Data rows ▸
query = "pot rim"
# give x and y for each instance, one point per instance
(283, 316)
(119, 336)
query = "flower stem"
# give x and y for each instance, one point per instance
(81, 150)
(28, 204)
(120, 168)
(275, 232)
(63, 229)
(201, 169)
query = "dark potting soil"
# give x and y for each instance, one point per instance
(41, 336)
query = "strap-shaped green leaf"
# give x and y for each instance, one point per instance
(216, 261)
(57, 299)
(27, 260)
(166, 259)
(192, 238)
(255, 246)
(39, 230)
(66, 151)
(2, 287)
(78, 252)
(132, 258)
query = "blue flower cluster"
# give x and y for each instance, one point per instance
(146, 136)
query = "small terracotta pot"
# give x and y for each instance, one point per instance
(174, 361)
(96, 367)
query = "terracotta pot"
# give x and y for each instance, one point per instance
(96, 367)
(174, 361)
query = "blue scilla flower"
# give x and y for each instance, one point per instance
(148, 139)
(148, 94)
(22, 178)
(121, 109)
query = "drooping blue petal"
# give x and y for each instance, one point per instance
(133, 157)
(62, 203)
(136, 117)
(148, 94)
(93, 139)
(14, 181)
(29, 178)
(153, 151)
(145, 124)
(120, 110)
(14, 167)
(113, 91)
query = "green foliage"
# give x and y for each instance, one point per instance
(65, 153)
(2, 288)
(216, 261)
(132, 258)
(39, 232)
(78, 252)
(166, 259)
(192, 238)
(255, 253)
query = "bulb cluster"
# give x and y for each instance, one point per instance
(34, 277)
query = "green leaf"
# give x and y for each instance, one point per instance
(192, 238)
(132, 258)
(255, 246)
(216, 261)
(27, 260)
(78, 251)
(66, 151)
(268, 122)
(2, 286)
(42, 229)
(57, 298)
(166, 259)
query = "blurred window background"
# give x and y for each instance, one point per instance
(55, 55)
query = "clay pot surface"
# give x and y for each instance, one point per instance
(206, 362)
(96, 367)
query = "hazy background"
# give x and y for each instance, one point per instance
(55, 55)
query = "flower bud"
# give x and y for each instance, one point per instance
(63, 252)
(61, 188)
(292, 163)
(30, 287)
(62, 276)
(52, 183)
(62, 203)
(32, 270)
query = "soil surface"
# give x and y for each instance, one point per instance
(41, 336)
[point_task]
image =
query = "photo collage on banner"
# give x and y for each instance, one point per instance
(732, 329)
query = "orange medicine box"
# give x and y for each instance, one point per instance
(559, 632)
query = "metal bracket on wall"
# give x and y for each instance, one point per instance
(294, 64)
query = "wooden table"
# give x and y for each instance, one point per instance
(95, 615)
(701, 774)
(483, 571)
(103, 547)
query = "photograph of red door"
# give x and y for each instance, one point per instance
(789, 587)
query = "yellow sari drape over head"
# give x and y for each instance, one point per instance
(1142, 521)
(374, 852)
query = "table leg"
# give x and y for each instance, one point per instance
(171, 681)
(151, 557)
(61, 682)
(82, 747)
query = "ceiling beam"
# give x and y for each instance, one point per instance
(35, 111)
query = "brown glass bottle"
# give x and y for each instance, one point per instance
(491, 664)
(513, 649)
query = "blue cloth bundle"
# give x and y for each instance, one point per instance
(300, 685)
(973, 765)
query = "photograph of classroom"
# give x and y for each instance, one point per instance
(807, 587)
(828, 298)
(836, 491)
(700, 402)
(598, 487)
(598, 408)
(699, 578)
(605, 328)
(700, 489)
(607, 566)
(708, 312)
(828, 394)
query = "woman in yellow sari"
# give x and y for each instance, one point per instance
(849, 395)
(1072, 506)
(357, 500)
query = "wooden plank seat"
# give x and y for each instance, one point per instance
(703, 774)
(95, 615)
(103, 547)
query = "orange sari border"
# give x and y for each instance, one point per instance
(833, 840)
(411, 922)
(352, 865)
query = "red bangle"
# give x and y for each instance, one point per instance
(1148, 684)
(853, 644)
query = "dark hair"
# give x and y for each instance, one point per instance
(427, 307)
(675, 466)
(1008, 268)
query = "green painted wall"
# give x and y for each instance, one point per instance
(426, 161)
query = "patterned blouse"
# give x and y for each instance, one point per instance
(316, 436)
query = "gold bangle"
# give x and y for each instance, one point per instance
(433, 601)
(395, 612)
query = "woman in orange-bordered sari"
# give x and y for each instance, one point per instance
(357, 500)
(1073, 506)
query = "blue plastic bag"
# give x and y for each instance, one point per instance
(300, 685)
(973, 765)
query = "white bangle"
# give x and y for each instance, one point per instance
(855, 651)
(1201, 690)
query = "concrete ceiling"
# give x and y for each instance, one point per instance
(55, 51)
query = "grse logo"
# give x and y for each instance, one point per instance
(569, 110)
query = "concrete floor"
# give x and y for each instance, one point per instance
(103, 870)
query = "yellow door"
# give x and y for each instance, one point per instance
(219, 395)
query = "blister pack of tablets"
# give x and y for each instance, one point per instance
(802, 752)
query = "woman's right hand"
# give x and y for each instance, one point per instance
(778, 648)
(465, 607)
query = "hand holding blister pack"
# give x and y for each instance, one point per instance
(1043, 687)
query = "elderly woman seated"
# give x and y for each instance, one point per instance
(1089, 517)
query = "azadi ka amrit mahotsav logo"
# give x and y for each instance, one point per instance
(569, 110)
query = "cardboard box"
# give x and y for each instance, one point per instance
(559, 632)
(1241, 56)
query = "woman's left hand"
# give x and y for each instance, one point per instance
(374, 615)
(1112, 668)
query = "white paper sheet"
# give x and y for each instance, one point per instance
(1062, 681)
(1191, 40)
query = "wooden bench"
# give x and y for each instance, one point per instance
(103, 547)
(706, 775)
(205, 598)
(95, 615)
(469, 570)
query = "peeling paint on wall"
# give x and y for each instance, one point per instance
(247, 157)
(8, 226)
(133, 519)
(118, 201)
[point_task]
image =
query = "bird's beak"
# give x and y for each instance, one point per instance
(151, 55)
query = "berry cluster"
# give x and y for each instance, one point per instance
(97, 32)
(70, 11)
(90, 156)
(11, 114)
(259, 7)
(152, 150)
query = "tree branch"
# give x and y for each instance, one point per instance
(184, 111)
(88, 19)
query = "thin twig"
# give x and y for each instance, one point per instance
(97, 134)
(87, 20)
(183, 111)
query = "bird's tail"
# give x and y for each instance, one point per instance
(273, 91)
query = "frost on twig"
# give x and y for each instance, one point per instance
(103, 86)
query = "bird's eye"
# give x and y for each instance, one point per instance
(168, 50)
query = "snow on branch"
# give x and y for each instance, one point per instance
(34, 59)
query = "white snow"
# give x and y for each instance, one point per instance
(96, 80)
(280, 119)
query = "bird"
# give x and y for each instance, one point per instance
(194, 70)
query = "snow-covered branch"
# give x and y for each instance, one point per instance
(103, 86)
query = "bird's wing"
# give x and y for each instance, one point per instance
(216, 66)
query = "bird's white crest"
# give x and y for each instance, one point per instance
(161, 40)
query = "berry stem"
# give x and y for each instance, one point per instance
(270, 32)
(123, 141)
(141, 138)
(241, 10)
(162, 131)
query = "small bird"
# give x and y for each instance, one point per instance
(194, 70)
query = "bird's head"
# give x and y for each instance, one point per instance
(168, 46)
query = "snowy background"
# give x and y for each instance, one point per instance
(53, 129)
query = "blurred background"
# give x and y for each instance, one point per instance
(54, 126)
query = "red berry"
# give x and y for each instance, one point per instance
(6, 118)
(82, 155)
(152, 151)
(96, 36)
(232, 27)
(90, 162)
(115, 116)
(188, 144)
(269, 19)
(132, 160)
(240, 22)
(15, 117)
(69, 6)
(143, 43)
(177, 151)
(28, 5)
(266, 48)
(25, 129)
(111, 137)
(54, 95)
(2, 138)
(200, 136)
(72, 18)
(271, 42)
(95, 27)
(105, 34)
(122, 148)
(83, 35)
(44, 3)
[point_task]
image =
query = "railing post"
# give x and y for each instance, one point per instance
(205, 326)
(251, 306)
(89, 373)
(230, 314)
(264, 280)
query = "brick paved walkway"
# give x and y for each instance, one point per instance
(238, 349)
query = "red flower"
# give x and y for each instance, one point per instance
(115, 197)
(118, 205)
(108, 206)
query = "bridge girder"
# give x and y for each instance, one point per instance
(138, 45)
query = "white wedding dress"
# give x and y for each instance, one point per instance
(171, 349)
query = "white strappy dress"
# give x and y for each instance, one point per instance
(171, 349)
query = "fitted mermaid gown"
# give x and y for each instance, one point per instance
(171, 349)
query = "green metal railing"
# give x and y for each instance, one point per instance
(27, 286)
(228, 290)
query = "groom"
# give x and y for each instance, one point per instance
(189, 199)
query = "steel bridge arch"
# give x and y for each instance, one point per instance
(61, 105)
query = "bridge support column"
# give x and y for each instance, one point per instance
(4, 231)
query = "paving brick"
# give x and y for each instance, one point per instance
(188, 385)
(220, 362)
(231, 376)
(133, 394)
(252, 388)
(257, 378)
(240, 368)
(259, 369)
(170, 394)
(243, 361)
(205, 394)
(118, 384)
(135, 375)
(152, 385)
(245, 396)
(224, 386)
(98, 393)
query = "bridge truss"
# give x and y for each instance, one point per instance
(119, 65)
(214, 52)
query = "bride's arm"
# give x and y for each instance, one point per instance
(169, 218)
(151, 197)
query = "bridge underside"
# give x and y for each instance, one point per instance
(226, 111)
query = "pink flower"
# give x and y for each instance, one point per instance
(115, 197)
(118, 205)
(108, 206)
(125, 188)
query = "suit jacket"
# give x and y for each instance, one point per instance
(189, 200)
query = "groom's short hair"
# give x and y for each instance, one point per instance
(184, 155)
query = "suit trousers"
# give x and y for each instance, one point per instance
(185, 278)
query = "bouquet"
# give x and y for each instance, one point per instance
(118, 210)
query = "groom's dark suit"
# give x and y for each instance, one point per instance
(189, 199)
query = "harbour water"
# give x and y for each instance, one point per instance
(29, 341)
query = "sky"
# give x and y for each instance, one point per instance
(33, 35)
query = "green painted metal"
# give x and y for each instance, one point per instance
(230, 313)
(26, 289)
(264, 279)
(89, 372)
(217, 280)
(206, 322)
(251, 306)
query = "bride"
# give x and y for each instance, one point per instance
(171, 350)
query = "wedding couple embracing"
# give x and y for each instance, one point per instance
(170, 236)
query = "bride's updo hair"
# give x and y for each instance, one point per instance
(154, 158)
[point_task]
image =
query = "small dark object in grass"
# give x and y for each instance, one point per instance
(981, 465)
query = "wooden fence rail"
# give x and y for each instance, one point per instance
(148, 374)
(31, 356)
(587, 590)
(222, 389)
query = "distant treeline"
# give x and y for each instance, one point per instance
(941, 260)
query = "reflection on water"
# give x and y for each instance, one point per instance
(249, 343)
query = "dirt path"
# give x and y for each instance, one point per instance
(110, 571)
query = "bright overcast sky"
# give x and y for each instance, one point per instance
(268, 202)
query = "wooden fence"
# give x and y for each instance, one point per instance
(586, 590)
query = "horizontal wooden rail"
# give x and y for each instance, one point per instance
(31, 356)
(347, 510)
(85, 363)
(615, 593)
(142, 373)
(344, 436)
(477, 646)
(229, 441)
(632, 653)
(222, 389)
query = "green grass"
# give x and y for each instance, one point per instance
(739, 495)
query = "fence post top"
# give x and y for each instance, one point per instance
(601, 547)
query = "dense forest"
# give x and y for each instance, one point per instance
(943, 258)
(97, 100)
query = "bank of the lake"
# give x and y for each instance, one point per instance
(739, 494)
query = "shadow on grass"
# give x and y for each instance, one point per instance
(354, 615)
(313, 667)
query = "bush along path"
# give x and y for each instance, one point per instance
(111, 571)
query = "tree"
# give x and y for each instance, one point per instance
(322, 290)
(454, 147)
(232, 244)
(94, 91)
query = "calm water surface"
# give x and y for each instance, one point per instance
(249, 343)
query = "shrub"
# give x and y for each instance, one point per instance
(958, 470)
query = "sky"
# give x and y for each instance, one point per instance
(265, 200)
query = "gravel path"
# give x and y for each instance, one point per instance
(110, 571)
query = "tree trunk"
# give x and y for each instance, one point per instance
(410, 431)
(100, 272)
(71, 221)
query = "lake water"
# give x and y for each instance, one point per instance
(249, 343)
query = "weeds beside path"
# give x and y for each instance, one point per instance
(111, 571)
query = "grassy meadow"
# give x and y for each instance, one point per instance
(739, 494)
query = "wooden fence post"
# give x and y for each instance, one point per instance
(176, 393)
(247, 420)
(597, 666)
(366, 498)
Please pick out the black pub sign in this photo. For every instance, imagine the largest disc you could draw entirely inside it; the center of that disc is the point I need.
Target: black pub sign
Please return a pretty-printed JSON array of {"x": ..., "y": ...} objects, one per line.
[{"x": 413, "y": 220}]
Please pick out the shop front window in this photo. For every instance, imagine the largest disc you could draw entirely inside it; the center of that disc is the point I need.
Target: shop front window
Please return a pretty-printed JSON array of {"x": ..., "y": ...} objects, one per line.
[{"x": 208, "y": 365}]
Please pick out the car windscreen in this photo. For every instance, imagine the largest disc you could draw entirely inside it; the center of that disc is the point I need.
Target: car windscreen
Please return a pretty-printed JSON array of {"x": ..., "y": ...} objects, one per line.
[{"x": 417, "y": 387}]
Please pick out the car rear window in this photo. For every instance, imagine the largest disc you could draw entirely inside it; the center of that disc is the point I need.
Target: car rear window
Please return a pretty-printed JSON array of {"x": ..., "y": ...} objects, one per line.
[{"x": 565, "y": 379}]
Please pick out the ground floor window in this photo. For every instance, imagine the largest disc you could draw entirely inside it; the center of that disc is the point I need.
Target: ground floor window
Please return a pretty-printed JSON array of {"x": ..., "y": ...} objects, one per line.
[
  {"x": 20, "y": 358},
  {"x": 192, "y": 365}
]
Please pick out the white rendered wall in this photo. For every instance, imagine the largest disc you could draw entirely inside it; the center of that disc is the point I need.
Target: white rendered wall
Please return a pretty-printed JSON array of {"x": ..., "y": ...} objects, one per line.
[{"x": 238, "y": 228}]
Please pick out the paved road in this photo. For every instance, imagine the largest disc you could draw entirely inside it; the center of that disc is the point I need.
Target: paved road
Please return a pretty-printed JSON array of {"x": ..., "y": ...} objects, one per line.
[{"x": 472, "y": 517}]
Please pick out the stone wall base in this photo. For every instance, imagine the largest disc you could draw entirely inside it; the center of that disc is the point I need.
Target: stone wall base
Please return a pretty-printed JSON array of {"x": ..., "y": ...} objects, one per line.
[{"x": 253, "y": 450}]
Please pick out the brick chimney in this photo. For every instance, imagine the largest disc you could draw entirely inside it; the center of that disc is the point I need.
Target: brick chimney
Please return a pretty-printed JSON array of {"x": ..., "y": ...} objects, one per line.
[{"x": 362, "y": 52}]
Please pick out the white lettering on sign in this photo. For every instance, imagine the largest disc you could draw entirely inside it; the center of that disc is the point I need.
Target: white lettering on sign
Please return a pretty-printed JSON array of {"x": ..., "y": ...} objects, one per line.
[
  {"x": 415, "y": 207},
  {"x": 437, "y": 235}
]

Short problem ▸ Reproduce only the lines between the line containing "Please pick out the white lettering" and the last line of the records, those two lines included, exactly.

Task result ▸
Please pick out the white lettering on sign in this photo. For every instance, imagine the largest disc you could draw entirely inside it; the center of that disc is the point I need.
Target: white lettering on sign
Please return a pretty-printed JSON array of {"x": ..., "y": ...} objects, one per line.
[
  {"x": 415, "y": 207},
  {"x": 437, "y": 235}
]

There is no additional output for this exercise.